SUPPLIED PASSAGE -
>> Start

The selected multimedia file and compatible multimedia player are then displayed in a browser window. FIG. 4 shows a browser window in which a user-selected multimedia file and a compatible multimedia player are displayed. The window is configured to provide user access to the playback controls of the multimedia player. In preferred embodiments, the playback controls include the functions typical to most multimedia players, including, but not limited to, the ability to start, stop, and pause playback in real time, move in forward and reverse at speeds faster and slower than real time (e.g., fast-forward, rewind, slow motion, etc.), and adjust playback conditions (e.g., audio volume, image brightness and contrast, etc.). In some embodiments, software that is stored on a remote server allows a user to save and store the desired playback parameters (e.g., audio volume) associated with a selected multimedia file. The stored playback parameters may be retrieved from the remote server and used whenever the associated multimedia file is accessed.

>> End

DATA -

>> Start

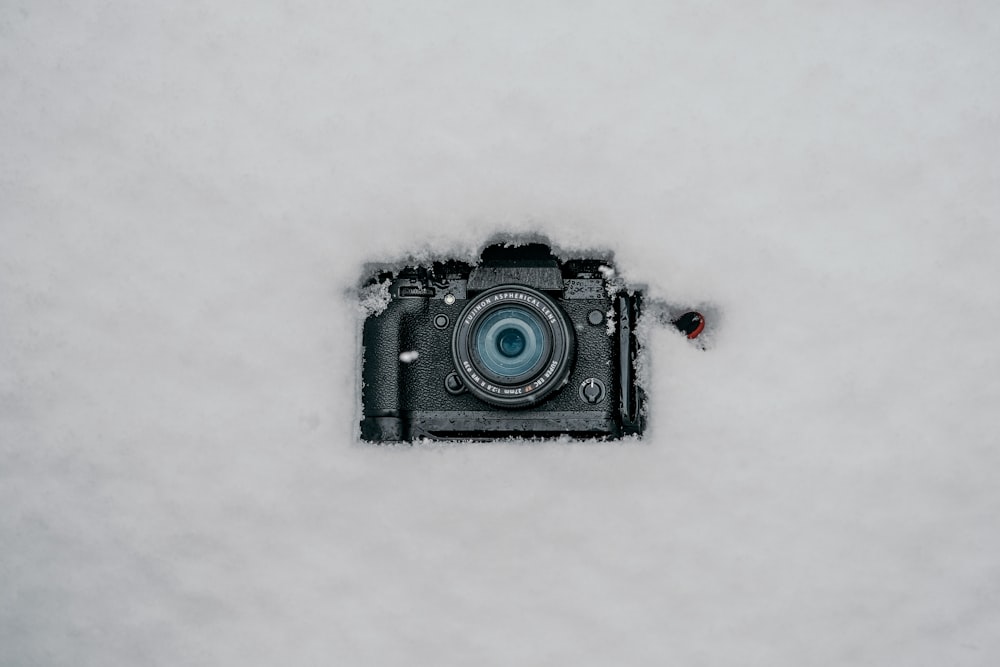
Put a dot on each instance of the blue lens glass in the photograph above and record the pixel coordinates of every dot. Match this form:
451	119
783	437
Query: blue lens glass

>> End

EXERCISE REQUIREMENTS -
Reproduce the multimedia playback passage verbatim and in full. The data were drawn from a separate source.

EXERCISE RESPONSE -
The selected multimedia file and compatible multimedia player are then displayed in a browser window. FIG. 4 shows a browser window in which a user-selected multimedia file and a compatible multimedia player are displayed. The window is configured to provide user access to the playback controls of the multimedia player. In preferred embodiments, the playback controls include the functions typical to most multimedia players, including, but not limited to, the ability to start, stop, and pause playback in real time, move in forward and reverse at speeds faster and slower than real time (e.g., fast-forward, rewind, slow motion, etc.), and adjust playback conditions (e.g., audio volume, image brightness and contrast, etc.). In some embodiments, software that is stored on a remote server allows a user to save and store the desired playback parameters (e.g., audio volume) associated with a selected multimedia file. The stored playback parameters may be retrieved from the remote server and used whenever the associated multimedia file is accessed.